Give back the records below exactly, every one, with no pictures.

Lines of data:
■ ■ ■ ■
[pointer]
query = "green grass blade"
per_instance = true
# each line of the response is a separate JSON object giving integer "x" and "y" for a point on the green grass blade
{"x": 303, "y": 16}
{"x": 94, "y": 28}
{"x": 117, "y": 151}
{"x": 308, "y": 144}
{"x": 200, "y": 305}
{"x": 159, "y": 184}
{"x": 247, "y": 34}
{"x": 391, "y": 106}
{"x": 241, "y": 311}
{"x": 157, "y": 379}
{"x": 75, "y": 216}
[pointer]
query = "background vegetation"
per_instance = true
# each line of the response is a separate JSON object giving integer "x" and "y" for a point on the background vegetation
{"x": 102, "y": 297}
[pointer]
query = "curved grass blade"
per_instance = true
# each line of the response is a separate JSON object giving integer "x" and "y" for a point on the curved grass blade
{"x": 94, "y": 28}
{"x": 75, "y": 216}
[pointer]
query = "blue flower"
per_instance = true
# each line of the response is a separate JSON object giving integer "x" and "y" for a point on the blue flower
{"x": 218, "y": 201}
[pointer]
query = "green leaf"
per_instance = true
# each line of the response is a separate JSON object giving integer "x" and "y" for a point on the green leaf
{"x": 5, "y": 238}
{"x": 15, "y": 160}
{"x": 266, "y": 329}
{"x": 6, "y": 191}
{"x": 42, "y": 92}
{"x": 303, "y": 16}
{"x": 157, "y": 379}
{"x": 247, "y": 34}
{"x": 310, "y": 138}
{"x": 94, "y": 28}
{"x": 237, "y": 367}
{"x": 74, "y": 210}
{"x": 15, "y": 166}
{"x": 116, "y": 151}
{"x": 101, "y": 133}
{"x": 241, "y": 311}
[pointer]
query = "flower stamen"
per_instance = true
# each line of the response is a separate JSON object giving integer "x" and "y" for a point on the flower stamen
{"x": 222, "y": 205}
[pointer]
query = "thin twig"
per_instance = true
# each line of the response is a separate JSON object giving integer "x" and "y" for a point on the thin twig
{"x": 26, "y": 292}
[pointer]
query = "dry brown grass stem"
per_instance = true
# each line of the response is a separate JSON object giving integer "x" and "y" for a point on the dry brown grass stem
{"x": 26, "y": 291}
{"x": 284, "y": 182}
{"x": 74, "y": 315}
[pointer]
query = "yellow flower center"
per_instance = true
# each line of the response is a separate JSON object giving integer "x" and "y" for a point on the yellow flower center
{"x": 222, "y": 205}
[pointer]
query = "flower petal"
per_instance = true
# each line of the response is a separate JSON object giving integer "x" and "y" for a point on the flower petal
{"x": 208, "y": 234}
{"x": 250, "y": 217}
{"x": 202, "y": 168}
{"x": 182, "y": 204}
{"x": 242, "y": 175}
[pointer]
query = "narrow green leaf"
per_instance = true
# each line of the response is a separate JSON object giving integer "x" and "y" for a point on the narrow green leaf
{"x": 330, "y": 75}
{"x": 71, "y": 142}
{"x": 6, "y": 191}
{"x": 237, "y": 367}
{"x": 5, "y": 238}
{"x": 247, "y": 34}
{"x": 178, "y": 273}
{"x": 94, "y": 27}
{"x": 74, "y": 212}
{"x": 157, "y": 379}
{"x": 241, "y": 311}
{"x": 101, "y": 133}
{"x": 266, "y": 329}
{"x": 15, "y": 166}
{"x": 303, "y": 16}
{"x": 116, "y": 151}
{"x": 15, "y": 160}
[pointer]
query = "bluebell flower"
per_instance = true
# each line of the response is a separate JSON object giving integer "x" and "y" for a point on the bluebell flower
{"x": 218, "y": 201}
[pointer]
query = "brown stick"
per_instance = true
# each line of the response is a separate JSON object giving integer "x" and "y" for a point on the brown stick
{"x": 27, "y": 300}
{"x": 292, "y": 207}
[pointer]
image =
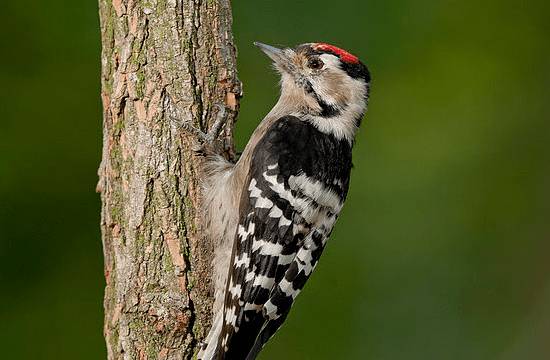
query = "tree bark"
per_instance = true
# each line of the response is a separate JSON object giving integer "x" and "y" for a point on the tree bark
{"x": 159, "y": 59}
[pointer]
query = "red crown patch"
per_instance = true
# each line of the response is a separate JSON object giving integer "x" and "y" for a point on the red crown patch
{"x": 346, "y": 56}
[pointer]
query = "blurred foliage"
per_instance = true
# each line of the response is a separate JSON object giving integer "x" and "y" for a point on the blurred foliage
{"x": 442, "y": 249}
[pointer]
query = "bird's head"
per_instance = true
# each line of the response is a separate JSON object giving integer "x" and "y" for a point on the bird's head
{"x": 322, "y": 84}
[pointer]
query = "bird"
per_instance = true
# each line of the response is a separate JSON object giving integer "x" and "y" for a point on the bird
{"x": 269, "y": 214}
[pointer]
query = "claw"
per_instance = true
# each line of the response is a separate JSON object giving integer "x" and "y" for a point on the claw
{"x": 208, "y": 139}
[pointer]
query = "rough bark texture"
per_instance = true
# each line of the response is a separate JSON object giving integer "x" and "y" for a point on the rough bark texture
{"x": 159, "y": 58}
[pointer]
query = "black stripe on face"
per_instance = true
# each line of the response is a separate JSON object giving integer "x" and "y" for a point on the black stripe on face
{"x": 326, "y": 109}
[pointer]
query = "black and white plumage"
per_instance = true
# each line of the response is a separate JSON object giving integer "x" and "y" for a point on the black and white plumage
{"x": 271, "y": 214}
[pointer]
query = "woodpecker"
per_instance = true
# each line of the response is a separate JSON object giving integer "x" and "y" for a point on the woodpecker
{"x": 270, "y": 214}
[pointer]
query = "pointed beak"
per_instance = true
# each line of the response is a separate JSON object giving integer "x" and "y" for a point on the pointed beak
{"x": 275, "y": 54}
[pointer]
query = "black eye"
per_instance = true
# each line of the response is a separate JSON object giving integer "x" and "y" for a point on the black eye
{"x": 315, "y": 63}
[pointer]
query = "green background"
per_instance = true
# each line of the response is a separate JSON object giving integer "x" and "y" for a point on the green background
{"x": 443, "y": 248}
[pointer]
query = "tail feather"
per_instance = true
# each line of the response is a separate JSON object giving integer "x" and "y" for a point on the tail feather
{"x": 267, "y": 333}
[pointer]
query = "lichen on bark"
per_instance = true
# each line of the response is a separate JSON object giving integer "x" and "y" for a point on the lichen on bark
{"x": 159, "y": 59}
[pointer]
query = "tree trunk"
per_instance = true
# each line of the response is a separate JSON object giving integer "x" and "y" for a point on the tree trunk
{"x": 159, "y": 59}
■ ■ ■ ■
** Written response **
[pointer]
query = "green grass blade"
per_instance = true
# each line of the response is a separate JSON object giving integer "x" and "y" for a point on the green grass blade
{"x": 303, "y": 16}
{"x": 94, "y": 28}
{"x": 117, "y": 151}
{"x": 308, "y": 144}
{"x": 200, "y": 305}
{"x": 159, "y": 184}
{"x": 247, "y": 34}
{"x": 391, "y": 106}
{"x": 241, "y": 311}
{"x": 157, "y": 379}
{"x": 75, "y": 216}
[pointer]
query = "background vegetation"
per_instance = true
# each line of the response is a separate JSON object giving integer "x" and "y" for a point on the background vegetation
{"x": 102, "y": 297}
[pointer]
query = "curved grass blade"
per_instance = true
# each line of the response is a separate JSON object giving integer "x" and "y" for a point on the curved grass blade
{"x": 94, "y": 28}
{"x": 75, "y": 216}
[pointer]
query = "blue flower"
per_instance = true
# each line of the response is a separate JSON object giving integer "x" and "y" for a point on the blue flower
{"x": 218, "y": 201}
[pointer]
query = "green leaf"
per_instance = true
# each line of the response is a separate JSON object giving integer "x" and "y" for a point on the green leaf
{"x": 5, "y": 238}
{"x": 15, "y": 160}
{"x": 266, "y": 329}
{"x": 6, "y": 191}
{"x": 42, "y": 92}
{"x": 303, "y": 16}
{"x": 157, "y": 379}
{"x": 247, "y": 34}
{"x": 310, "y": 138}
{"x": 94, "y": 28}
{"x": 237, "y": 367}
{"x": 74, "y": 210}
{"x": 15, "y": 166}
{"x": 116, "y": 151}
{"x": 101, "y": 133}
{"x": 241, "y": 311}
[pointer]
query = "flower stamen"
per_instance = true
# each line of the response is a separate JSON object giving integer "x" and "y" for a point on the flower stamen
{"x": 222, "y": 205}
[pointer]
query = "thin twig"
per_instance = true
# each line of the response is a separate JSON object giving integer "x" and "y" for a point on the thin twig
{"x": 26, "y": 292}
[pointer]
query = "dry brown grass stem"
per_instance = true
# each line of the response is a separate JSON object giving integer "x" and "y" for a point on the dry brown grass stem
{"x": 26, "y": 291}
{"x": 284, "y": 182}
{"x": 74, "y": 315}
[pointer]
query = "yellow flower center"
per_instance = true
# each line of the response is a separate JSON object giving integer "x" and "y" for a point on the yellow flower center
{"x": 222, "y": 205}
[pointer]
query = "flower petal"
per_instance = true
# each line of the response is a separate JSON object giving integer "x" and "y" for a point on the flower petal
{"x": 208, "y": 234}
{"x": 250, "y": 217}
{"x": 202, "y": 168}
{"x": 182, "y": 204}
{"x": 242, "y": 175}
[pointer]
query = "narrow green leaf"
per_instance = true
# each line of the response is a separate JSON object giving integer "x" and "y" for a point on the narrow green leaf
{"x": 330, "y": 75}
{"x": 71, "y": 142}
{"x": 6, "y": 191}
{"x": 237, "y": 367}
{"x": 5, "y": 238}
{"x": 247, "y": 34}
{"x": 178, "y": 273}
{"x": 94, "y": 27}
{"x": 74, "y": 212}
{"x": 157, "y": 379}
{"x": 241, "y": 311}
{"x": 101, "y": 133}
{"x": 266, "y": 329}
{"x": 15, "y": 166}
{"x": 303, "y": 16}
{"x": 116, "y": 151}
{"x": 15, "y": 160}
[pointer]
query = "bluebell flower"
per_instance = true
# each line of the response is a separate JSON object giving integer "x" and "y" for a point on the bluebell flower
{"x": 218, "y": 201}
[pointer]
query = "brown stick"
per_instance = true
# each line of the response is a separate JSON object giving integer "x" and "y" for a point on the brown stick
{"x": 27, "y": 300}
{"x": 292, "y": 207}
[pointer]
image =
query = "tree bark"
per_instance = true
# each line of the response is a separate JSON object giving integer "x" and "y" for a point on the tree bark
{"x": 159, "y": 59}
[pointer]
query = "red crown patch"
per_instance = true
# each line of the response is a separate JSON object giving integer "x" and "y" for a point on the red crown patch
{"x": 346, "y": 56}
[pointer]
query = "blurred foliage"
per_instance = true
# each line of the response is a separate JSON object giving integer "x" and "y" for a point on the blurred foliage
{"x": 442, "y": 249}
[pointer]
query = "bird's head"
per_instance = true
# each line of the response is a separate JSON object giving integer "x" and "y" for a point on the bird's head
{"x": 322, "y": 84}
[pointer]
query = "bird"
per_instance = true
# each line of the response is a separate JSON object giving integer "x" and "y" for a point on the bird
{"x": 269, "y": 214}
[pointer]
query = "claw"
per_instance = true
# each line of the response is a separate JSON object giving integer "x" and "y" for a point on the claw
{"x": 208, "y": 139}
[pointer]
query = "rough bark texture"
per_instance = true
# each line of the response is a separate JSON object giving integer "x" and "y" for a point on the rough bark texture
{"x": 159, "y": 58}
[pointer]
query = "black stripe on face"
per_instance = true
# each line of the response is a separate JSON object giving integer "x" and "y" for a point on the black stripe on face
{"x": 326, "y": 109}
[pointer]
query = "black and white plumage"
per_instance = true
# each line of the response is a separate JSON object giving integer "x" and "y" for a point on the black and white plumage
{"x": 271, "y": 214}
[pointer]
query = "woodpecker"
per_instance = true
# each line of the response is a separate JSON object giving integer "x" and "y" for a point on the woodpecker
{"x": 270, "y": 214}
[pointer]
query = "pointed beak"
per_instance = true
# each line of the response is a separate JSON object giving integer "x" and "y" for a point on the pointed beak
{"x": 275, "y": 54}
[pointer]
query = "black eye"
per_instance = true
# each line of the response is a separate JSON object giving integer "x" and "y" for a point on the black eye
{"x": 315, "y": 63}
[pointer]
query = "green background"
per_instance = true
# each line of the response is a separate JSON object giving integer "x" and "y" for a point on the green background
{"x": 443, "y": 248}
[pointer]
query = "tail feather"
per_instance = true
# each line of the response is a separate JSON object giving integer "x" and "y" for a point on the tail feather
{"x": 267, "y": 333}
[pointer]
query = "lichen on bark"
per_instance = true
# each line of the response is a separate JSON object giving integer "x" and "y" for a point on the lichen on bark
{"x": 159, "y": 59}
[pointer]
query = "tree trunk"
per_instance = true
# each line of the response is a separate JSON object giving integer "x" and "y" for a point on the tree trunk
{"x": 159, "y": 59}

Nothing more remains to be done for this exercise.